TEXT EXTRACT |
○ ○ ○ ○
Using the literature supposition that epoxide ring-opening reactions promoted by the Co-Salen system utilize mechanisms that are bimolecular in metal complex, we sought to design an active and enantioselective supported analogue. Hypothesizing that the supported catalyst must allow enough complex mobility to facilitate formation of the bimolecular transition state, soluble polymer-supported catalysts were targeted. Recently, we described a new, highly active and enantioselective cyclic oligomer-tethered Co-Salen catalyst useful in the hydrolytic kinetic resolution (HKR) of epoxides. This catalyst was prepared by a rare Ru-catalyzed ring-expanding metathesis polymerization process by which salen-functionalized cyclooctene monomers were oligomerized/expanded into larger rings. By this route, cyclic oligomers with 16, 24, 32, etc. carbon atoms were prepared, with one Co-Salen tethered every 8 carbon atoms down the chain. This cyclic-oligomeric catalyst was demonstrated to be the most active enantioselective HKR catalyst known for a variety of epoxides [1]. Most recently, we have focused on the role of the length and flexibility of the tether in allowing for the cooperative interactions between tethered metal complexes. Systematic variation of the linker structure has elucidated clear trends in the role of flexibility and length on the metal complex cooperativity in this supported catalyst system [2].

The cause of catalyst deactivation during these reactions has also been uncovered, and these results will be reported in a parallel presentation [3].

[1] Zheng, Jones, Weck, J. Am. Chem. Soc. 2007, 129, 1105. [2] Zheng, Jones, Weck, manuscript in preparation. [3] Jain, Zheng, Jones, Weck, Davis, Inorg. Chem. submitted.
○ ○ ○ ○
MATERIAL SUPPLIED |
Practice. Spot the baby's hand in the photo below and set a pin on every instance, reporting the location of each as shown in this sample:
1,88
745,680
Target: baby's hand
○ ○ ○ ○
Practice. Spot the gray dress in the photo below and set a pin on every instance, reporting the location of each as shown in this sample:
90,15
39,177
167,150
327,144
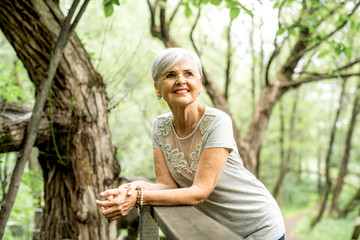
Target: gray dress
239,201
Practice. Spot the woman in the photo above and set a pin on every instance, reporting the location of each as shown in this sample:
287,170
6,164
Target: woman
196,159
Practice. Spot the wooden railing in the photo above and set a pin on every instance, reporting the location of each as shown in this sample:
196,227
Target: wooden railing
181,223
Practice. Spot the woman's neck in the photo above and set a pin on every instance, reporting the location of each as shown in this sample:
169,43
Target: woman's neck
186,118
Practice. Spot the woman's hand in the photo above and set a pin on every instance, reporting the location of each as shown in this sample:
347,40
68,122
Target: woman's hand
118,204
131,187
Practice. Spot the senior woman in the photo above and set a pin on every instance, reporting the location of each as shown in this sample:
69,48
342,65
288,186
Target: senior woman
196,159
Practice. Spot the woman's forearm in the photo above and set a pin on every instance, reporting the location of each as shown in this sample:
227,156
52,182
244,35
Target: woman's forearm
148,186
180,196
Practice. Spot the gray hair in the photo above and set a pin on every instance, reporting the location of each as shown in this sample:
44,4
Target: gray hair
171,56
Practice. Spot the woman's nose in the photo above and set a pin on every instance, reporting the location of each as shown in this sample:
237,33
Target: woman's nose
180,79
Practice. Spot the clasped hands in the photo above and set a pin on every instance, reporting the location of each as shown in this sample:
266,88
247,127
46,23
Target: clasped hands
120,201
○ ○ ○ ○
PROBLEMS TO SOLVE |
A: Revise the stretch from "[1] Zheng, Jones, Weck, J." through "Inorg. Chem. submitted." in the Co-Salen catalyst text, putting "in press" in place of "manuscript in preparation".
B: Please list every author surname that appears in the references of the Co-Salen catalyst text, each one only once.
The data have no connection to the Co-Salen catalyst text.

RESPONSES TO THE TASKS |
A:
[1] Zheng, Jones, Weck, J. Am. Chem. Soc. 2007, 129, 1105. [2] Zheng, Jones, Weck, in press. [3] Jain, Zheng, Jones, Weck, Davis, Inorg. Chem. submitted.

B: Zheng, Jones, Weck, Jain, Davis